Objective:
Copy the listing below, putting "Object" wherever "Target" occurs and changing nothing else.

-- Extracted records start --

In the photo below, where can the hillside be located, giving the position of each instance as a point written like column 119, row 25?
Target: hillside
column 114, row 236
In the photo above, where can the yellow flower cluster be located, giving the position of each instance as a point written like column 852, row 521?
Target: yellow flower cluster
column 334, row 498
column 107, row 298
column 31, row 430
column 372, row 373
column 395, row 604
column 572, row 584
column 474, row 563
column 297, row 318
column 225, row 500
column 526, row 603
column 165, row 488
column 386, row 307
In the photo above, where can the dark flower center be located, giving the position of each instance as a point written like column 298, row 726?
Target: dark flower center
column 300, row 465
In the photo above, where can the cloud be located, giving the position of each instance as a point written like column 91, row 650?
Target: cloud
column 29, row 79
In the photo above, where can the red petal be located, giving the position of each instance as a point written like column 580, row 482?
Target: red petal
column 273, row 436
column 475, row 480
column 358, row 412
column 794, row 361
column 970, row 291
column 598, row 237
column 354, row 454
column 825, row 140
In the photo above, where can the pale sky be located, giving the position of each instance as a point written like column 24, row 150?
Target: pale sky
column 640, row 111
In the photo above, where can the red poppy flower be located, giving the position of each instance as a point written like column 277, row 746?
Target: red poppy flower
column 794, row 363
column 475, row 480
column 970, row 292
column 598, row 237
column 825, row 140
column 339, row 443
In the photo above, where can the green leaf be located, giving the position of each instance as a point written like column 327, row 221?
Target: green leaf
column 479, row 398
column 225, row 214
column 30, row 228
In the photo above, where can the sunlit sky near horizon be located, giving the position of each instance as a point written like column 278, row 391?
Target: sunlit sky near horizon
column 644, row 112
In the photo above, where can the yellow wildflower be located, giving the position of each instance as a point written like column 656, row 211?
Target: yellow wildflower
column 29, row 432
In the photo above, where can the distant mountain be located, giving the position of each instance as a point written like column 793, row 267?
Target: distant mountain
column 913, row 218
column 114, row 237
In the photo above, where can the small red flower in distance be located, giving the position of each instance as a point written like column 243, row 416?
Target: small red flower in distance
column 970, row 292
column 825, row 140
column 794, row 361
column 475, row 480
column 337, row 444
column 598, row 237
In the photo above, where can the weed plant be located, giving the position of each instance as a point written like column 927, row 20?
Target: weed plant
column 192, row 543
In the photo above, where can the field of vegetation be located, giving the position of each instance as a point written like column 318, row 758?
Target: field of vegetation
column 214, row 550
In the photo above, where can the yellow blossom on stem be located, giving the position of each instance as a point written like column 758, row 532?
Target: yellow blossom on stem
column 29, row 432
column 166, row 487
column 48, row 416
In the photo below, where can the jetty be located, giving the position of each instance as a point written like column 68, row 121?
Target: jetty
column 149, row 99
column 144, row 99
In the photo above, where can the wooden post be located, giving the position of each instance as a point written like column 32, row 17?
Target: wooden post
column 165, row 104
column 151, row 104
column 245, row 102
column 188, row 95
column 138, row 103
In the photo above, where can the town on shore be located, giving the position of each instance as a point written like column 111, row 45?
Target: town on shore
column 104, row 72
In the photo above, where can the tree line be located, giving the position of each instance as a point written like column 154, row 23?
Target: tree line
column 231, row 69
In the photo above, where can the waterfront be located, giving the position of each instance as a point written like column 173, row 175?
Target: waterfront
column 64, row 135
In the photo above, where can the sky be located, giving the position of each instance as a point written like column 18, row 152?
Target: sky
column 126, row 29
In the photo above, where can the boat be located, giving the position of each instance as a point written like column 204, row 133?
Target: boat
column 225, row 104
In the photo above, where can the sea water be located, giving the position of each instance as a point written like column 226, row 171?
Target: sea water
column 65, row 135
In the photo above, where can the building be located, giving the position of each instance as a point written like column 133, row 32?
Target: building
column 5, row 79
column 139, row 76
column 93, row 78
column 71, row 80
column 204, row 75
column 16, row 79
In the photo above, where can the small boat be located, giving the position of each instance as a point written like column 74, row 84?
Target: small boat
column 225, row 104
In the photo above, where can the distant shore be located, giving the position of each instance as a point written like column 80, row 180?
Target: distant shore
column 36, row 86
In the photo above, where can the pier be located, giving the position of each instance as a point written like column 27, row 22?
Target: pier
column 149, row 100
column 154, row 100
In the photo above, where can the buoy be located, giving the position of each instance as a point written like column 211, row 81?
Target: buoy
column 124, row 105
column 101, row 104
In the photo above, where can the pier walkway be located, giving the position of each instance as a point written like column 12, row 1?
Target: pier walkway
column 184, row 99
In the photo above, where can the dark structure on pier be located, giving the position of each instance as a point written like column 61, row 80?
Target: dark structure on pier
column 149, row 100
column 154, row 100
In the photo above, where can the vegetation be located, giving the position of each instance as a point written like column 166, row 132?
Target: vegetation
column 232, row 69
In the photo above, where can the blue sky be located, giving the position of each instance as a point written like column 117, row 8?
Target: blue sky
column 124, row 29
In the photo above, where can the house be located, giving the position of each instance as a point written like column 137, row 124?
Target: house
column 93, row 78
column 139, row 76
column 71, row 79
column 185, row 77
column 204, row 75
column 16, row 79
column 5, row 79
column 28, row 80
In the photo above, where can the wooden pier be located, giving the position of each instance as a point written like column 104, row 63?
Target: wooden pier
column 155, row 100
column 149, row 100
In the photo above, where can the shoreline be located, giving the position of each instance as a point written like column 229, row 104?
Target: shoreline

-- Extracted records end --

Written solution:
In the photo below, where can the hillside be located, giving the position of each instance as a point written like column 119, row 25?
Object: hillside
column 114, row 236
In the photo above, where can the yellow flower cluster be located, giving the position of each instance as a point written like column 852, row 521?
Object: yellow flower cluster
column 334, row 498
column 107, row 298
column 31, row 430
column 372, row 373
column 395, row 604
column 572, row 584
column 474, row 563
column 297, row 318
column 225, row 500
column 526, row 603
column 165, row 488
column 386, row 307
In the photo above, where can the dark flower center be located, giving the position of each instance as a point written like column 298, row 726?
Object: dark flower center
column 300, row 465
In the photo above, where can the cloud be located, giving the position of each instance as a point written like column 91, row 650?
Object: cloud
column 29, row 79
In the photo above, where can the red petal be located, giving the position of each instance as a point written like column 580, row 482?
Object: red petal
column 273, row 436
column 475, row 480
column 358, row 412
column 794, row 361
column 970, row 291
column 598, row 237
column 354, row 454
column 825, row 140
In the photo above, where can the pale sky be located, giving the position of each instance as a point written like column 24, row 150?
Object: pale sky
column 640, row 111
In the photo above, where can the red poppy flower be located, giving the position of each instance as a point written like column 277, row 746?
Object: red poppy flower
column 794, row 363
column 475, row 480
column 970, row 292
column 598, row 237
column 825, row 140
column 339, row 443
In the photo above, where can the green leaf be located, giving the position of each instance as a point written like column 327, row 221?
Object: green leaf
column 479, row 398
column 225, row 214
column 30, row 228
In the photo above, where can the sunlit sky near horizon be located, giving the position of each instance as a point written like column 278, row 391?
Object: sunlit sky near horizon
column 644, row 112
In the photo above, where can the yellow wildflower be located, giving the position of each instance as a point written like column 656, row 211?
Object: yellow wildflower
column 29, row 432
In the photo above, where can the distant mountain be located, giving the position of each instance as a point written like column 793, row 267?
Object: distant mountain
column 913, row 218
column 114, row 237
In the photo above, where can the small red flower in distance be located, giving the position of each instance as a point written like column 243, row 416?
Object: small red flower in distance
column 970, row 292
column 825, row 140
column 794, row 361
column 475, row 480
column 337, row 444
column 598, row 237
In the photo above, where can the weed plant be located, giving the position of each instance as a point written like column 927, row 20?
Object: weed plant
column 192, row 543
In the photo above, where can the field of vegetation be located, giving the position of each instance as a point written like column 318, row 758?
Object: field of vegetation
column 214, row 550
In the photo above, where can the yellow blossom on stem be located, giving the position of each instance as a point written like column 758, row 532?
Object: yellow blossom on stem
column 29, row 432
column 166, row 487
column 48, row 416
In the photo below, where can the jetty be located, giving the position of each instance as a point written like column 68, row 121?
Object: jetty
column 149, row 99
column 144, row 99
In the photo above, where can the wooden post be located, giving the position of each instance as a point written like column 32, row 17?
Object: wooden post
column 165, row 104
column 151, row 104
column 245, row 102
column 188, row 95
column 138, row 103
In the photo above, where can the town on shore be located, giving the position of each instance as a point written like column 111, row 45?
Object: town on shore
column 104, row 72
In the photo above, where can the tree line be located, giving the position of each instance as a point written like column 154, row 23?
Object: tree line
column 231, row 69
In the photo above, where can the waterfront be located, giving the position of each instance as a point written like column 173, row 175?
Object: waterfront
column 64, row 135
In the photo above, where can the sky be located, giving the position of each instance as a point written like column 18, row 152?
Object: sky
column 126, row 29
In the photo above, where can the boat be located, giving the position of each instance as a point written like column 204, row 133?
Object: boat
column 225, row 104
In the photo above, where can the sea water be located, giving the position of each instance as a point written like column 226, row 171?
Object: sea water
column 65, row 135
In the photo above, where can the building be located, giving the position of each instance as a point written like column 133, row 32?
Object: building
column 5, row 79
column 139, row 76
column 93, row 78
column 71, row 80
column 204, row 75
column 16, row 79
In the photo above, where can the small boat be located, giving the position of each instance as a point written like column 74, row 84?
Object: small boat
column 225, row 104
In the photo above, where can the distant shore be located, giving the position of each instance as a point written like column 80, row 180?
Object: distant shore
column 36, row 86
In the photo above, where can the pier be located, giving the position of each instance as a point written like column 27, row 22?
Object: pier
column 149, row 100
column 154, row 100
In the photo above, where can the buoy be located, giving the position of each instance as a point written like column 211, row 81?
Object: buoy
column 124, row 105
column 101, row 104
In the photo above, where can the pier walkway be located, giving the position of each instance as a point written like column 12, row 1?
Object: pier walkway
column 184, row 99
In the photo above, where can the dark structure on pier be located, giving the position of each instance as a point written like column 61, row 80?
Object: dark structure on pier
column 149, row 100
column 154, row 100
In the photo above, where can the vegetation be located, giving the position of each instance as a point written like column 166, row 132?
Object: vegetation
column 232, row 69
In the photo above, where can the blue sky be located, giving the position of each instance as a point written like column 117, row 8?
Object: blue sky
column 124, row 29
In the photo above, where can the house be located, giving the position of each instance as a point written like column 137, row 124?
Object: house
column 93, row 78
column 139, row 76
column 71, row 79
column 185, row 77
column 204, row 75
column 16, row 79
column 5, row 79
column 28, row 80
In the photo above, where can the wooden pier be located, giving the position of each instance as a point written like column 104, row 63?
Object: wooden pier
column 155, row 100
column 149, row 100
In the photo above, where can the shoreline be located, giving the position of each instance as a point written like column 229, row 104?
Object: shoreline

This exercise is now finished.